═════ Dataset entries

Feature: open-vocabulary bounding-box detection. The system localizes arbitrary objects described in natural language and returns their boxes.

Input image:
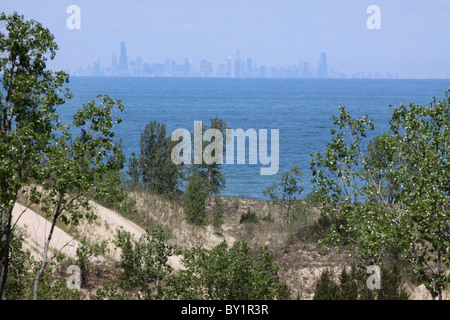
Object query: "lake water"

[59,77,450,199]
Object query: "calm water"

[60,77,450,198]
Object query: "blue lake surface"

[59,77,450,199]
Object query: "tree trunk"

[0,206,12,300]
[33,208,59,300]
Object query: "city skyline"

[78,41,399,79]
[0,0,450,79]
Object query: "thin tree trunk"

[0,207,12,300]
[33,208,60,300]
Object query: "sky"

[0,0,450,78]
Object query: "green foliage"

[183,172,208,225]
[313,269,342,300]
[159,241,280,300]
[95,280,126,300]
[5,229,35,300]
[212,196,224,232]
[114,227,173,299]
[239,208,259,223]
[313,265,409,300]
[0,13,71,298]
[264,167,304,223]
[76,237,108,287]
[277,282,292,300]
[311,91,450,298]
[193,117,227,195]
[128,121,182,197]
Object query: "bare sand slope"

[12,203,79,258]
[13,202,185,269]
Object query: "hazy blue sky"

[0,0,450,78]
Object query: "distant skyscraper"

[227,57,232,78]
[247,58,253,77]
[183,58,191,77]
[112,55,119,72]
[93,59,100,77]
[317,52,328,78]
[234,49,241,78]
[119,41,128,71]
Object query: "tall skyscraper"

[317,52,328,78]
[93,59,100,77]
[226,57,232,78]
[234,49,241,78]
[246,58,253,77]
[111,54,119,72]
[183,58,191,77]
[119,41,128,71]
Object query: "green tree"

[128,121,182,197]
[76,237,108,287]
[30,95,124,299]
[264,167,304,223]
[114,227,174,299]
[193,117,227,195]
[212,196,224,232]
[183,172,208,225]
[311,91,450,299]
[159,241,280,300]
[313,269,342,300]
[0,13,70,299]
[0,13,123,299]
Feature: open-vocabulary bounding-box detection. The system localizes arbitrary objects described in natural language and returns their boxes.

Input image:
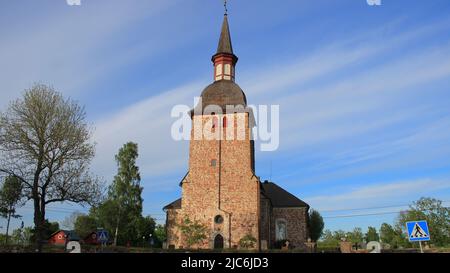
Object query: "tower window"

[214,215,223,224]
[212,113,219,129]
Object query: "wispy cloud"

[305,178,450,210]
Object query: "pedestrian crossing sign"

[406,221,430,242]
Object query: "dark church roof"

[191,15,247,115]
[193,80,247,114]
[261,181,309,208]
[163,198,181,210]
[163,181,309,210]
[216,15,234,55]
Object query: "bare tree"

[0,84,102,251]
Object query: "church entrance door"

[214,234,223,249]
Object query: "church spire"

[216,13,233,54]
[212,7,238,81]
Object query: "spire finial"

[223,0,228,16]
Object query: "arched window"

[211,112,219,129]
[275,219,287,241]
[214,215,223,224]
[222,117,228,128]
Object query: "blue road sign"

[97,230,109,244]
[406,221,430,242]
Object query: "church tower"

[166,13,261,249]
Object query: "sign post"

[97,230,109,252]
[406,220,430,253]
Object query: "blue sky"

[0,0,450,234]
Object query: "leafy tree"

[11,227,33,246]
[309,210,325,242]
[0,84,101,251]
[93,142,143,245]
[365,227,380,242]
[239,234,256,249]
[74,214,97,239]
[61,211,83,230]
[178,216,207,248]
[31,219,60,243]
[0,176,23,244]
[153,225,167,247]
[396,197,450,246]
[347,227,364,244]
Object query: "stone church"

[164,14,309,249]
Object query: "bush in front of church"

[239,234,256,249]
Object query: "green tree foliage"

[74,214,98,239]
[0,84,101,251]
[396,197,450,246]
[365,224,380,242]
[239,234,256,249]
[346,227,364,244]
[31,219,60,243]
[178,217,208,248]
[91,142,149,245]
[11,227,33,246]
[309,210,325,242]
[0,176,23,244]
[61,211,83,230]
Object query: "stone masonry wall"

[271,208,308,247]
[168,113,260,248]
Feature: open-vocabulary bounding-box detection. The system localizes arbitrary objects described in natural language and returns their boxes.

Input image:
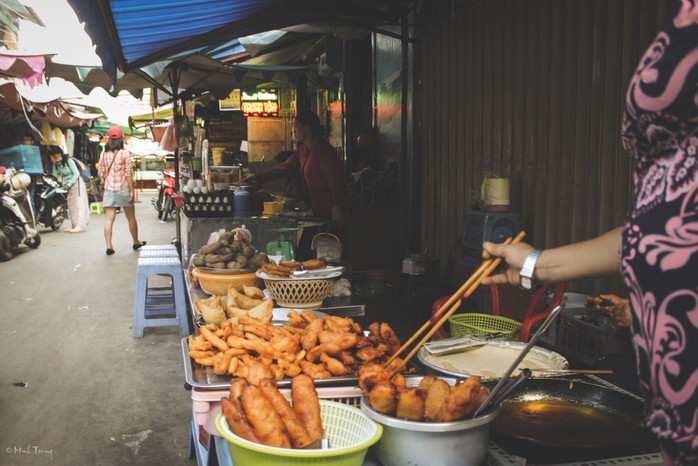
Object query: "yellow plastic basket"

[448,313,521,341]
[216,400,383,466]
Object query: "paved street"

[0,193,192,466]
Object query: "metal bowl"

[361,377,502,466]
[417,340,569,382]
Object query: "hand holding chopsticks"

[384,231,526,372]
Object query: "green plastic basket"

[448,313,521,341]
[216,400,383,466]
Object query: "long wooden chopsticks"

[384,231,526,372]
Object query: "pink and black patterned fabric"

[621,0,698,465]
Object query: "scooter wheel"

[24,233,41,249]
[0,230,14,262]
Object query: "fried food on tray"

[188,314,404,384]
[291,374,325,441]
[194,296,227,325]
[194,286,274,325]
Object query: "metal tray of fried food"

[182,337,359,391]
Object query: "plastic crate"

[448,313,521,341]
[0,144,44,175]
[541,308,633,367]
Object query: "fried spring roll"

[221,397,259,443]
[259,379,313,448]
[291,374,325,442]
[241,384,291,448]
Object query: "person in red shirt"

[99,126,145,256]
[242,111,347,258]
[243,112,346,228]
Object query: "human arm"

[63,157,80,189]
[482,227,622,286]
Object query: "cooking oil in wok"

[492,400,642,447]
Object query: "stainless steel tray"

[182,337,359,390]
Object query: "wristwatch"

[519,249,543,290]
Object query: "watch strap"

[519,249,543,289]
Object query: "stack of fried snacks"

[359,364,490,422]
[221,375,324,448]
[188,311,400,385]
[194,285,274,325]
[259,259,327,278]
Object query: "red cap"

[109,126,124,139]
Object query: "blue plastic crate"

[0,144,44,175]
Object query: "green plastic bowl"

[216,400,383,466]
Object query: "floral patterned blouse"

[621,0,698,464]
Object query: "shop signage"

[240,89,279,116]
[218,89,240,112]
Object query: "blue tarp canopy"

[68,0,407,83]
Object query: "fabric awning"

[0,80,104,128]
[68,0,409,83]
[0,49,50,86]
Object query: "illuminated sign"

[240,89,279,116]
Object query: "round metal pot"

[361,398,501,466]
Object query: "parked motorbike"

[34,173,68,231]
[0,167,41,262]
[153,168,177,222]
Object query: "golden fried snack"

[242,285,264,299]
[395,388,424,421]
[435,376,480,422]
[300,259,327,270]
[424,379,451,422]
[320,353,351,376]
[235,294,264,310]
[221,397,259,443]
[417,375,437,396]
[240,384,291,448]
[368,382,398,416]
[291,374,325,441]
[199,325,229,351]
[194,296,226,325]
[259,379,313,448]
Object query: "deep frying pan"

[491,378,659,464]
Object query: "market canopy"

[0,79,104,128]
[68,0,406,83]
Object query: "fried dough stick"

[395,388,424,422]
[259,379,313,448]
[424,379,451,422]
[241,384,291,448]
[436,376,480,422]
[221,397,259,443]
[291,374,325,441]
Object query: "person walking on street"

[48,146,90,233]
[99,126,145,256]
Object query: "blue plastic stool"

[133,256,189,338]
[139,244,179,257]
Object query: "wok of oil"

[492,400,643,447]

══════════
═════ Dataset entries

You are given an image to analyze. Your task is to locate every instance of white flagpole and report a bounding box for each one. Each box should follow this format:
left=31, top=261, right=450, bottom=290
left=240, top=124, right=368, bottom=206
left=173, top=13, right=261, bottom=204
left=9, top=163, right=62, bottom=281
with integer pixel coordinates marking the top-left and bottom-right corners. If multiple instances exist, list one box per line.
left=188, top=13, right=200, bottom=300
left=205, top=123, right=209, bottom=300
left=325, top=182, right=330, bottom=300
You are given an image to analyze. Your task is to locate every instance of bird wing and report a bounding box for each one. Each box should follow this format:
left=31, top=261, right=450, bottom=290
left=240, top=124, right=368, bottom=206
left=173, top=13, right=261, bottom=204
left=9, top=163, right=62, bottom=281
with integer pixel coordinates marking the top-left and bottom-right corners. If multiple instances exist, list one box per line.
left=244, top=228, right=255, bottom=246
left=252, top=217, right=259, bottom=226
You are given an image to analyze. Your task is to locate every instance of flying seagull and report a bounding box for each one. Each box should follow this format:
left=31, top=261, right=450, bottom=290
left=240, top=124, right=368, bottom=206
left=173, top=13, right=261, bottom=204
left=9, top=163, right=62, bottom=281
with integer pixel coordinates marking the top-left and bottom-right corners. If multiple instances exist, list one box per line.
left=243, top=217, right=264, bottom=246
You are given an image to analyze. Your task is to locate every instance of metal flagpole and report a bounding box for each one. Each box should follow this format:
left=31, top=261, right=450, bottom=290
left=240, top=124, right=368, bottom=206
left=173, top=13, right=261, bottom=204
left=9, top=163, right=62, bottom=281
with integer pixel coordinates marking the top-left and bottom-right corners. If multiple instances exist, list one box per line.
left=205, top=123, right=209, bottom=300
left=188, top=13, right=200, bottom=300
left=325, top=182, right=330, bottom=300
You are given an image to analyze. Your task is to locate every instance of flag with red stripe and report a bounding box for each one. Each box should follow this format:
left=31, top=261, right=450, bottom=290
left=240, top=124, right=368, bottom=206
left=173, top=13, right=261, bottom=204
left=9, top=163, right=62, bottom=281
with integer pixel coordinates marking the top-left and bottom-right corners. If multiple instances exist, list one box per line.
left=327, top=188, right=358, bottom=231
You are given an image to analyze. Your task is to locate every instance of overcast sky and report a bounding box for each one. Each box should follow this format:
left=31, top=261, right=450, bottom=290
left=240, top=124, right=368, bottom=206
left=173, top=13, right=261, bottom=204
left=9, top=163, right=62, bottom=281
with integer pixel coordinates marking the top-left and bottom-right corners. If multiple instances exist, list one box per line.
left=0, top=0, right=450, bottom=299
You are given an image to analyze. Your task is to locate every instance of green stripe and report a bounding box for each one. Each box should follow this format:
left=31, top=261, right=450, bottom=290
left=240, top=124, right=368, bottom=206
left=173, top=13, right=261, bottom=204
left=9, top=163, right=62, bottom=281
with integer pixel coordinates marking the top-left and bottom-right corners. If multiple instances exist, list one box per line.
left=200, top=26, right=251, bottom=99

══════════
═════ Dataset entries

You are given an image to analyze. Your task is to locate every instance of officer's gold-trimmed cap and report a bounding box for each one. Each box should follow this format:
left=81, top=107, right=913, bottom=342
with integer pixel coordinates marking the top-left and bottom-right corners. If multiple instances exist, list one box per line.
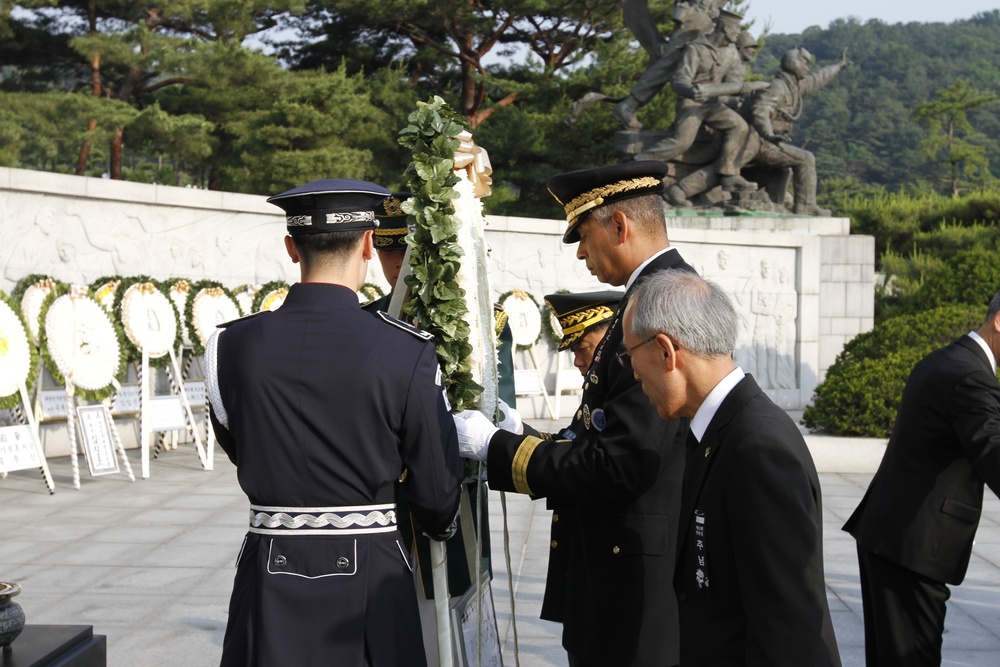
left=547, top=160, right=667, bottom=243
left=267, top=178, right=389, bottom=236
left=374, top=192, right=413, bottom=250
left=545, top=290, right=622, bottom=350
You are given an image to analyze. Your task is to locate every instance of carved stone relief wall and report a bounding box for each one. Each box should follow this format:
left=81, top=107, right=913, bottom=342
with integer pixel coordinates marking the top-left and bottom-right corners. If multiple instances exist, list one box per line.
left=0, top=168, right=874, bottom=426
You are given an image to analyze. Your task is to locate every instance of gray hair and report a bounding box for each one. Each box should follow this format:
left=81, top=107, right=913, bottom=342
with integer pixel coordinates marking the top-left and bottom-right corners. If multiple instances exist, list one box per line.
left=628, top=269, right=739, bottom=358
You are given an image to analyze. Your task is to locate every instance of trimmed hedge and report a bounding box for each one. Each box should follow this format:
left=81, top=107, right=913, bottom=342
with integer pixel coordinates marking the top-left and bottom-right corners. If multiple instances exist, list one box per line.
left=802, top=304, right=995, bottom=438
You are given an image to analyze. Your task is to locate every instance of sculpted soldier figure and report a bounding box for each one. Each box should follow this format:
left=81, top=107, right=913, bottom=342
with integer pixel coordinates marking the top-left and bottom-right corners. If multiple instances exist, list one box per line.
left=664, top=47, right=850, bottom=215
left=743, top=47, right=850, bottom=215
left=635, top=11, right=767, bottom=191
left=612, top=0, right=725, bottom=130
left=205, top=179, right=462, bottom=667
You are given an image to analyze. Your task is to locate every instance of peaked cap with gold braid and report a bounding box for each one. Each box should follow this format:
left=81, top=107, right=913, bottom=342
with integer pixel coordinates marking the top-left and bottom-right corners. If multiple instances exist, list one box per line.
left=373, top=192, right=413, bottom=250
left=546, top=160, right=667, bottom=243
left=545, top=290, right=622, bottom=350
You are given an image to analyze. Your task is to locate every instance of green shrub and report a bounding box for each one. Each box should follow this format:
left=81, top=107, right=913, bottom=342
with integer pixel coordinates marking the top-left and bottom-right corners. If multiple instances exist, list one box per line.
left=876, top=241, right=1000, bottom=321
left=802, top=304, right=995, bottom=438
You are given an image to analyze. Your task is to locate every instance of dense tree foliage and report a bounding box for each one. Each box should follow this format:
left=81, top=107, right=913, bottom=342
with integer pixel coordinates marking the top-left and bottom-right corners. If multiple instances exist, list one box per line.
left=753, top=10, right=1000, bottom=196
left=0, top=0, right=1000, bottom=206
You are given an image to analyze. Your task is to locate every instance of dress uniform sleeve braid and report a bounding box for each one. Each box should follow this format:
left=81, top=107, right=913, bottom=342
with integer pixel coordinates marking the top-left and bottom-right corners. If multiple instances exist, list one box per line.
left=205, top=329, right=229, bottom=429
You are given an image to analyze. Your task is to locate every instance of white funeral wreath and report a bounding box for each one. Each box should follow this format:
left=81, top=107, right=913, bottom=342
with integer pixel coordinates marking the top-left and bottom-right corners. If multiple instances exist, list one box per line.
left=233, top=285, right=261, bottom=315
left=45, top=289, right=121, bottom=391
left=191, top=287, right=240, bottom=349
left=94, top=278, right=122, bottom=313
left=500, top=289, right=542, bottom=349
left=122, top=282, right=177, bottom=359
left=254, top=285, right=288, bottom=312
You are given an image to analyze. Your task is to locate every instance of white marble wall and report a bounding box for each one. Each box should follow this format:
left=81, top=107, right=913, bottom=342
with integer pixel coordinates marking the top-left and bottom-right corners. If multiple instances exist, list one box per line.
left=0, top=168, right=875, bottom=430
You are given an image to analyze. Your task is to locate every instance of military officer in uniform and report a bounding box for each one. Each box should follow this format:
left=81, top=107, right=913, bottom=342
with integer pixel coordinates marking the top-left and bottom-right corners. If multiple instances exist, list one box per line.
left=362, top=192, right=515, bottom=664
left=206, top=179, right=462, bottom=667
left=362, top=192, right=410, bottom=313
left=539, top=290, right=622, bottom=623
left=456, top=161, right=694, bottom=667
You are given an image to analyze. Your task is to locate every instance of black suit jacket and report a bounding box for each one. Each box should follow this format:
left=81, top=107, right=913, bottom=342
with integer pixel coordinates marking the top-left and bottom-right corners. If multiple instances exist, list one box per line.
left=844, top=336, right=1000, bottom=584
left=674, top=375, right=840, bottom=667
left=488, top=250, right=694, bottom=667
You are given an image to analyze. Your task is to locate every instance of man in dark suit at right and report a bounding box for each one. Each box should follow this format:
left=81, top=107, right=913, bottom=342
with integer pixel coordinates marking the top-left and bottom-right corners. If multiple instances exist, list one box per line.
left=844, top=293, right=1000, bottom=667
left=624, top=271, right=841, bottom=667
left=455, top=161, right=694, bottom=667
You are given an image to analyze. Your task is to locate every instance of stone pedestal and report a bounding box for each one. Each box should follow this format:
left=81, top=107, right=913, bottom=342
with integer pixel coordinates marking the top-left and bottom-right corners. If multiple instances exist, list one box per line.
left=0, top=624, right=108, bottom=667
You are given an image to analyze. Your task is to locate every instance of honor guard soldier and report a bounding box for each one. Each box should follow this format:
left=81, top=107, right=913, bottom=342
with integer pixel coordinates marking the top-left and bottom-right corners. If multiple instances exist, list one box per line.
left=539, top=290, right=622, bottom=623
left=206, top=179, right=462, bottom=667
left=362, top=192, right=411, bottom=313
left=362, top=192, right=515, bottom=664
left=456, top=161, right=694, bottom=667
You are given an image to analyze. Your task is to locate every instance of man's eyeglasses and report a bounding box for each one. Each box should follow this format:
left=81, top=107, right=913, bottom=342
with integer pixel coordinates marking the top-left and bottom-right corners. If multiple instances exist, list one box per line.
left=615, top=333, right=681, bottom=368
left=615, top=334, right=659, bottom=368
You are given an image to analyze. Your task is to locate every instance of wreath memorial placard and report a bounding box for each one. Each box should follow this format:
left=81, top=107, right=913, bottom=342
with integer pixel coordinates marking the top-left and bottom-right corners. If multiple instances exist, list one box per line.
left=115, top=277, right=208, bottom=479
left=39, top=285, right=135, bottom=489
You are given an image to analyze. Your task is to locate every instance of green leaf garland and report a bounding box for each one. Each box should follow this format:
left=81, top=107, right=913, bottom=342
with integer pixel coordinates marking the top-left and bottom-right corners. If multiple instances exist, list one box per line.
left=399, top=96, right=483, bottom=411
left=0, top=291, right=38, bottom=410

══════════

# [Challenge]
Starting at the line that contains "of white marble" and ending with the line that contains "left=488, top=250, right=694, bottom=667", give those lines again with "military officer" swapped for "army officer" and nothing else changed.

# [Expected output]
You are given an image to analyze. Your task is to locate every instance of white marble wall and report a bounding box for each one. Each box should follow this format:
left=81, top=107, right=913, bottom=342
with integer pixel coordinates marking the top-left and bottom-right corners. If multiple instances exist, list one box per line.
left=0, top=168, right=875, bottom=430
You are given an image to analyze. Your task is to locate every instance of army officer in uniform and report a bounding box for each one. Each box should follow this format:
left=81, top=107, right=913, bottom=342
with integer pixel coordinates marking the top-left and bottom-right corners. If multiple instances exist, list one box per line.
left=362, top=192, right=515, bottom=664
left=206, top=179, right=462, bottom=667
left=362, top=192, right=410, bottom=313
left=539, top=290, right=622, bottom=623
left=456, top=161, right=694, bottom=667
You are given an image to analyze. Your task is to locate every instance of black suit jacket and report a bounding box for each one. Each box should follow this format:
left=81, top=107, right=913, bottom=342
with integer pixel coordinates marking the top-left and bottom-right corners. If multiple instances exist, list one box per line.
left=844, top=336, right=1000, bottom=584
left=674, top=375, right=840, bottom=667
left=488, top=250, right=694, bottom=667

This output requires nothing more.